L’esperimento, al di là degli interrogativi bioetici, pone delle problematiche pratiche di rilievo, poiché il trasferimento genetico può risultare fallimentare ma, soprattutto, l’ampio divario di specie, può essere in grado di generare mutazioni pericolose. Il team di Wen, tuttavia, è pronto a confermare che le staminali hanno funzionato normalmente e che sono perfino cresciute più velocemente in certe fasi dello sviluppo. La fase successiva ora sarà quella di produrre cellule ematopoietiche, ovvero in grado di produrre sangue. Ed è proprio lì, infatti, che viene combattuta l’esposizione alle radiazioni. L’idea di base è che, intervenendo sul midollo osseo con cellule così potenziate, si ridurrebbero gli effetti nefasti del fallout radioattivo aumentando la resistenza umana ad eventi apocalittici di natura nucleare come incidenti, conflitti o attentati terroristici. Il riferimento, però, nelle succinte dichiarazioni che hanno concesso è chiaramente al personale “militare” oltre che a quello civile.

Gli interrogativi bioetici

Del resto la Cina non è impermeabile, tantomeno l’unica, a questo tipo di sperimentazioni azzardate. Nel 2018, un precedente che balzò agli onori della cronaca: il biofisico He Jaiankui utilizzò la forbice genetica per alterare la composizione degli embrioni di due gemelle per renderle immuni all’HIV. Dopo la nascita delle due bambine e la divulgazione della notizia, lo scienziato è stato incarcerato per tre anni per aver “avventatamente applicato la tecnologia di editing genetico alla medicina riproduttiva umana assistita”. Scarcerato nel 2022, ha dichiarato di essere alle prese con la creazione di un centro di ricerca atto a osservare la crescita delle bambine e studiarne il caso. Oltre questo limite, tuttavia, non gli sarà concesso andare. E ancora, nel 2021, il genetista americano Juan Carlos Izpisua e un team di ricercatori cinesi hanno annunciato dia ver iniettato con successo cellule staminali in embrioni di scimmia macaco spalancando l’abisso della produzione in laboratorio di ibridi e chimere. Visti i famigerati precedenti, gli interrogativi sul team di Yue sono numerosi: chi finanzierà la seconda parte della sperimentazione? Il progetto è ancora nei limiti della legge o trattandosi di tecnologia militare, esula dalle comuni garanzie?

Un “super esercito”?

Eppure, questo non è l’unico punto sul quale si sta investendo per ottenere un esercito che da old fashion si trasformi in un modello all’avanguardia. Armi a microonde di ridotte dimensioni in grado di neutralizzare droni e aerei, pistole elettromagnetiche capaci di surclassare le tradizionali armi di fuoco in dotazione ai militari; ma anche droni spia ad alta quota come recentemente rivelato dai Pentagon Leaks.

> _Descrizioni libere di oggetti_
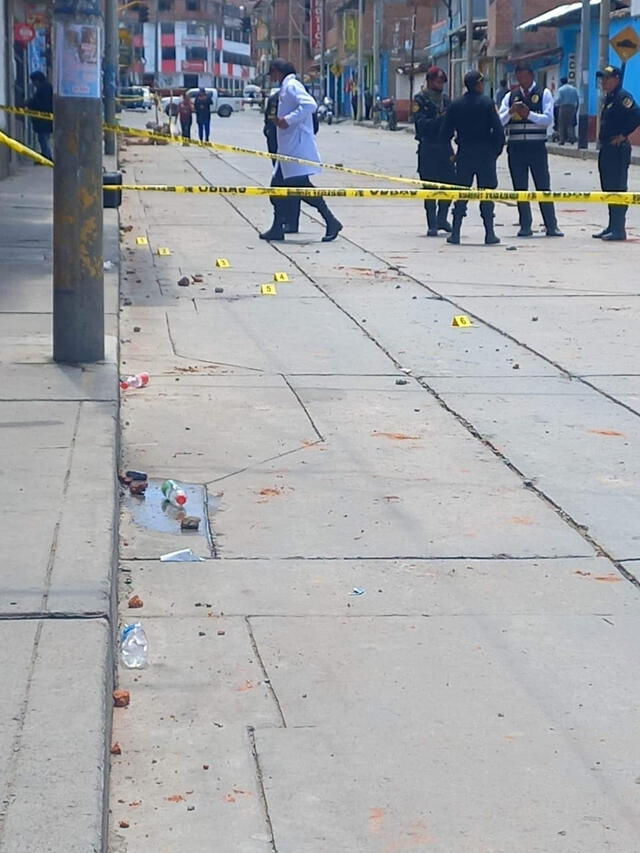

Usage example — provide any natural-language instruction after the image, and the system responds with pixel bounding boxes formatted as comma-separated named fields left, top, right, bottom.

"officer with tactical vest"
left=413, top=65, right=456, bottom=237
left=500, top=65, right=564, bottom=237
left=593, top=65, right=640, bottom=242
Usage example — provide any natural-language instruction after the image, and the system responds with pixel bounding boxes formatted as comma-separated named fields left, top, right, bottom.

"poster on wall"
left=55, top=23, right=101, bottom=98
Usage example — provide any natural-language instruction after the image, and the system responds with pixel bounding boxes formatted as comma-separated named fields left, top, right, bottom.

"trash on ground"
left=120, top=373, right=151, bottom=391
left=113, top=690, right=131, bottom=708
left=160, top=548, right=204, bottom=563
left=120, top=622, right=149, bottom=669
left=160, top=480, right=187, bottom=507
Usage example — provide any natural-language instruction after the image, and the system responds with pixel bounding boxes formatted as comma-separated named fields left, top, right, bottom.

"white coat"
left=276, top=74, right=322, bottom=178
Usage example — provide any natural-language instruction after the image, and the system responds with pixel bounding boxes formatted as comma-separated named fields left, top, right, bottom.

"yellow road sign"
left=609, top=26, right=640, bottom=62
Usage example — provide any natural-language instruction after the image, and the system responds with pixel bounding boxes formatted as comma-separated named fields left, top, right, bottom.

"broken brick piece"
left=113, top=690, right=131, bottom=708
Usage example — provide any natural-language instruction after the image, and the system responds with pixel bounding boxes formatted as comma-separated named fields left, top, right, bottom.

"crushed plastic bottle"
left=162, top=480, right=187, bottom=507
left=120, top=373, right=151, bottom=391
left=120, top=622, right=149, bottom=669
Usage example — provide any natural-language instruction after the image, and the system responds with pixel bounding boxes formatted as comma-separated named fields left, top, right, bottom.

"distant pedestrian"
left=178, top=92, right=193, bottom=139
left=593, top=65, right=640, bottom=242
left=27, top=71, right=53, bottom=160
left=555, top=77, right=580, bottom=145
left=260, top=59, right=342, bottom=243
left=193, top=86, right=214, bottom=142
left=500, top=64, right=564, bottom=237
left=494, top=77, right=509, bottom=107
left=440, top=71, right=504, bottom=245
left=413, top=65, right=456, bottom=237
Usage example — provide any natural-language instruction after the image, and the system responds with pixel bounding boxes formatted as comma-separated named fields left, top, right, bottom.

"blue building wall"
left=558, top=17, right=640, bottom=115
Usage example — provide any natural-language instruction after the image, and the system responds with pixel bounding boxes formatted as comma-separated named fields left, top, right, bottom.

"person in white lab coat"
left=260, top=59, right=342, bottom=243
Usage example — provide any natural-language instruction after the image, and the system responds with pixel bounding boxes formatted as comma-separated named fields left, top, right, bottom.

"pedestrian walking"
left=555, top=77, right=580, bottom=145
left=27, top=71, right=53, bottom=160
left=440, top=71, right=504, bottom=245
left=260, top=59, right=342, bottom=243
left=193, top=86, right=213, bottom=142
left=500, top=65, right=564, bottom=237
left=262, top=91, right=300, bottom=234
left=178, top=92, right=193, bottom=139
left=413, top=65, right=456, bottom=237
left=495, top=77, right=509, bottom=107
left=593, top=65, right=640, bottom=242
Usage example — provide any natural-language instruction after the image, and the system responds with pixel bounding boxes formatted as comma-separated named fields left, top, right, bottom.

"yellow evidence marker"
left=451, top=314, right=473, bottom=329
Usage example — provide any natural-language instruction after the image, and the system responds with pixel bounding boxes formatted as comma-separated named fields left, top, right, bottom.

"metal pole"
left=597, top=0, right=611, bottom=139
left=578, top=0, right=591, bottom=148
left=356, top=0, right=364, bottom=121
left=104, top=0, right=120, bottom=154
left=53, top=0, right=104, bottom=363
left=465, top=0, right=473, bottom=71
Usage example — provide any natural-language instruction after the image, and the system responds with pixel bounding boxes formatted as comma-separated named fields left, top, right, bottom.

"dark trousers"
left=507, top=142, right=558, bottom=231
left=453, top=146, right=498, bottom=222
left=418, top=142, right=456, bottom=229
left=557, top=104, right=578, bottom=145
left=598, top=142, right=631, bottom=237
left=198, top=116, right=211, bottom=142
left=271, top=165, right=334, bottom=227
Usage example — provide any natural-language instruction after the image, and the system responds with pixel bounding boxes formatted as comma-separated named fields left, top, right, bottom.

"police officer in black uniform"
left=440, top=71, right=504, bottom=245
left=593, top=65, right=640, bottom=242
left=500, top=64, right=564, bottom=237
left=413, top=65, right=456, bottom=237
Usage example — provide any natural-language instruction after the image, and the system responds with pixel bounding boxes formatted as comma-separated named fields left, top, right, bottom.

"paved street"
left=110, top=111, right=640, bottom=853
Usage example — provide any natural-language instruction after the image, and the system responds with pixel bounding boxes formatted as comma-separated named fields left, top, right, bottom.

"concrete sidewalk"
left=0, top=165, right=118, bottom=853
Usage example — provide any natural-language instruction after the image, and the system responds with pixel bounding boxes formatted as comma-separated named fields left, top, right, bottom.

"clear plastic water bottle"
left=120, top=622, right=149, bottom=669
left=120, top=373, right=151, bottom=391
left=161, top=480, right=187, bottom=507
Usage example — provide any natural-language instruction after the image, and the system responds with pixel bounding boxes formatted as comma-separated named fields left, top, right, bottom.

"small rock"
left=113, top=690, right=131, bottom=708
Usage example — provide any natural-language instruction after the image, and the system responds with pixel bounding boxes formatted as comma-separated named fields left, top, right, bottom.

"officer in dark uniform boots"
left=500, top=65, right=564, bottom=237
left=440, top=71, right=504, bottom=245
left=413, top=65, right=456, bottom=237
left=593, top=65, right=640, bottom=242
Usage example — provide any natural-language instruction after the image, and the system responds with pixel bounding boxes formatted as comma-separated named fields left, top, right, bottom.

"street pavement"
left=110, top=112, right=640, bottom=853
left=0, top=162, right=118, bottom=853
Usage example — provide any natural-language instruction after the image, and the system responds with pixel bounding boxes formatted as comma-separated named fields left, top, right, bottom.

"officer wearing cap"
left=413, top=65, right=456, bottom=237
left=593, top=65, right=640, bottom=242
left=440, top=71, right=504, bottom=245
left=500, top=64, right=564, bottom=237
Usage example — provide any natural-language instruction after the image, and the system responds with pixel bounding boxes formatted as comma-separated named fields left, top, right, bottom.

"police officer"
left=413, top=65, right=456, bottom=237
left=500, top=65, right=564, bottom=237
left=440, top=71, right=504, bottom=245
left=593, top=65, right=640, bottom=242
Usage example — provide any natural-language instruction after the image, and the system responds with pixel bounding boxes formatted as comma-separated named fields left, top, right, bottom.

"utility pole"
left=356, top=0, right=364, bottom=121
left=465, top=0, right=473, bottom=71
left=53, top=0, right=104, bottom=364
left=578, top=0, right=591, bottom=148
left=598, top=0, right=611, bottom=138
left=104, top=0, right=120, bottom=154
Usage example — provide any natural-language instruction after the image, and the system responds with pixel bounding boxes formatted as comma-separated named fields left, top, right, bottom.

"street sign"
left=609, top=27, right=640, bottom=62
left=13, top=23, right=36, bottom=47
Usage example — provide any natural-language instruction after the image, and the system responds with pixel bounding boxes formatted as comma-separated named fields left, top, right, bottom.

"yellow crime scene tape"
left=0, top=105, right=640, bottom=205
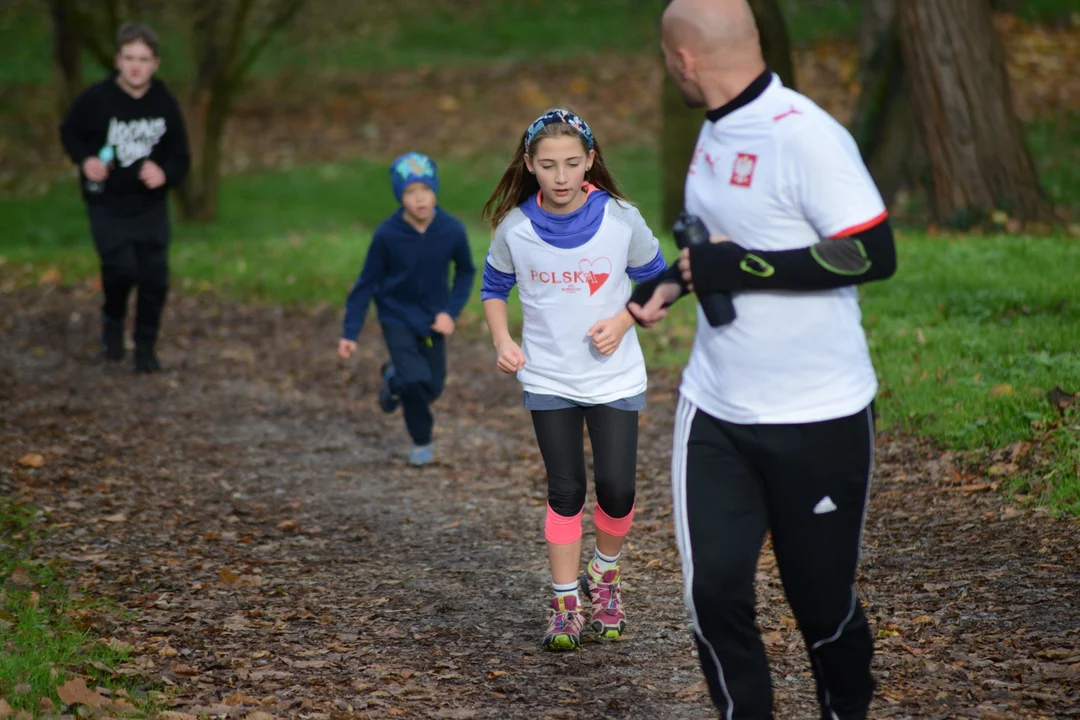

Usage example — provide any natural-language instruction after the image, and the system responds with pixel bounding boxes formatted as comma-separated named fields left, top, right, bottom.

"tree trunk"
left=897, top=0, right=1055, bottom=227
left=851, top=0, right=923, bottom=205
left=660, top=0, right=795, bottom=228
left=49, top=0, right=82, bottom=113
left=750, top=0, right=795, bottom=90
left=177, top=0, right=306, bottom=222
left=176, top=90, right=232, bottom=222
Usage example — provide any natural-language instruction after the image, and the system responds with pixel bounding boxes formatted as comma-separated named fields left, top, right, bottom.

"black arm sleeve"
left=60, top=91, right=100, bottom=167
left=159, top=97, right=191, bottom=188
left=627, top=263, right=689, bottom=305
left=690, top=219, right=896, bottom=295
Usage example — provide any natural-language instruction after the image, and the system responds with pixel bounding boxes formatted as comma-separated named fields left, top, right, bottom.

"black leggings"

> _Consegna_
Trascrivi la parte del testo sulla sperimentazione genetica in Cina che comincia con "Eppure, questo non" e termina dopo "dai Pentagon Leaks.", sostituendo "pistole elettromagnetiche" con "armi laser".

> _Spazio risposta_
Eppure, questo non è l’unico punto sul quale si sta investendo per ottenere un esercito che da old fashion si trasformi in un modello all’avanguardia. Armi a microonde di ridotte dimensioni in grado di neutralizzare droni e aerei, armi laser capaci di surclassare le tradizionali armi di fuoco in dotazione ai militari; ma anche droni spia ad alta quota come recentemente rivelato dai Pentagon Leaks.